Like competing social network platforms, the company goes out of its way to both regulate applications and work with developers. It screens all applications for technical quality and taste before releasing them on the site. It has an IRC channel where its engineers and product managers work with developers and answer questions. It has also benefited from being a member of the Open Social initiative, a consortium of social networks and other web sites that are trying to develop a standard so developers can build applications that run on any Open Social member platform. One developer, for example, was able to take an application built in rival social network Orkut, make it work in Hi5 in 60 minutes, then make it work in MySpace’s platform in 90 minutes.

Hi5 also includes a way for users to notify it of apps that are tricking users into sending invites to their friends, or other forms of app spam. If an app gets too many user complaints, Hi5 will work with it to address issues.

Entries from a collection:
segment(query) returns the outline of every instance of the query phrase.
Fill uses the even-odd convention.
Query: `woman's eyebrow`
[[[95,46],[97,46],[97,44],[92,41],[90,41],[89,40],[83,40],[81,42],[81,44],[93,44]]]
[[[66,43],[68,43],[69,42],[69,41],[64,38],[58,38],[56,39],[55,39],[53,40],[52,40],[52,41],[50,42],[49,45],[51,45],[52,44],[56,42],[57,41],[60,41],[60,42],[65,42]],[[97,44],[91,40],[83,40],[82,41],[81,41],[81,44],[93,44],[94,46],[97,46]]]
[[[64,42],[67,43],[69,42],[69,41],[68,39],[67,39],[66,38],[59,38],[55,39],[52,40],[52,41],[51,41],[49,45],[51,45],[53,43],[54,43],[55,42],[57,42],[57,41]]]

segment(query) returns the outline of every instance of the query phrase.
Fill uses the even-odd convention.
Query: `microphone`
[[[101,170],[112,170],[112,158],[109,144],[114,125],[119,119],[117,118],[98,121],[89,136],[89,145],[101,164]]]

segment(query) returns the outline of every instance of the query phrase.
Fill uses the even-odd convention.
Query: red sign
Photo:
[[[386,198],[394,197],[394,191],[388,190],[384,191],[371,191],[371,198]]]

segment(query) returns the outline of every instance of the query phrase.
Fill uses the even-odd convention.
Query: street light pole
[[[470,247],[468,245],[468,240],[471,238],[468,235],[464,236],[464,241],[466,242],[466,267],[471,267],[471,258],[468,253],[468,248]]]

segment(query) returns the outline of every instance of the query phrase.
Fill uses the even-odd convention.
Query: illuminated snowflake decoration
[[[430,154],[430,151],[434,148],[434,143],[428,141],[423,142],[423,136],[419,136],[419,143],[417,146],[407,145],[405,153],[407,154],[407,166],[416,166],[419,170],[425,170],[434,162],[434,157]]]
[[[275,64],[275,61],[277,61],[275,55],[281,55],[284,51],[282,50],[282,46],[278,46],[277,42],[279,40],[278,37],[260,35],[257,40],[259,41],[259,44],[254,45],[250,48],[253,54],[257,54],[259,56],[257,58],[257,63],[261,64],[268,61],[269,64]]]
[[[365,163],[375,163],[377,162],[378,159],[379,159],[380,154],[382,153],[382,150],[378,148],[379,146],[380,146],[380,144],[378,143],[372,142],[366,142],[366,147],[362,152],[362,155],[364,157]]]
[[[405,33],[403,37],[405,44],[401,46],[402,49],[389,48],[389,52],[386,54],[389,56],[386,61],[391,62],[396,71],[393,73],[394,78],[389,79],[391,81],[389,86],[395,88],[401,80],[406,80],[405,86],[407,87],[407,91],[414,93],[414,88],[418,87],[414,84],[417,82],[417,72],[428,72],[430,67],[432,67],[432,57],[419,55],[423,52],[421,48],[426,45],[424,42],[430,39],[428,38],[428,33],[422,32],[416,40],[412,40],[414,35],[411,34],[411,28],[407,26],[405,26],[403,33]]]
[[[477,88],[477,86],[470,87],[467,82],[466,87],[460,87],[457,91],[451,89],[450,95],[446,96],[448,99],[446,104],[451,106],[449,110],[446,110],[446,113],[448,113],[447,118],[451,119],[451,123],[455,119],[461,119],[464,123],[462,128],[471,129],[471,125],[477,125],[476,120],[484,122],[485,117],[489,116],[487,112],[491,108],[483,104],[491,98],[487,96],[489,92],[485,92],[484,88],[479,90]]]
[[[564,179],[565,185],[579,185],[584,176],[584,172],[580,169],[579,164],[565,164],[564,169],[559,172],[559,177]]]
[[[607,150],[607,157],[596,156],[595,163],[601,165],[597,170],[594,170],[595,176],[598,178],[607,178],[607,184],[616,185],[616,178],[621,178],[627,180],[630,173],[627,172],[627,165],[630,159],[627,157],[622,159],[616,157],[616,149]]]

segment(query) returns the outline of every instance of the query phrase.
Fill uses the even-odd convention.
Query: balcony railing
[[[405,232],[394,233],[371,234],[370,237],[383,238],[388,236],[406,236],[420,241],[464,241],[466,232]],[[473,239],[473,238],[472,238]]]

### [Work to be completed]
Give back the passage on Hi5's application platform in full, word for word. None of these entries matter for what comes next.

### [Expected answer]
Like competing social network platforms, the company goes out of its way to both regulate applications and work with developers. It screens all applications for technical quality and taste before releasing them on the site. It has an IRC channel where its engineers and product managers work with developers and answer questions. It has also benefited from being a member of the Open Social initiative, a consortium of social networks and other web sites that are trying to develop a standard so developers can build applications that run on any Open Social member platform. One developer, for example, was able to take an application built in rival social network Orkut, make it work in Hi5 in 60 minutes, then make it work in MySpace’s platform in 90 minutes.

Hi5 also includes a way for users to notify it of apps that are tricking users into sending invites to their friends, or other forms of app spam. If an app gets too many user complaints, Hi5 will work with it to address issues.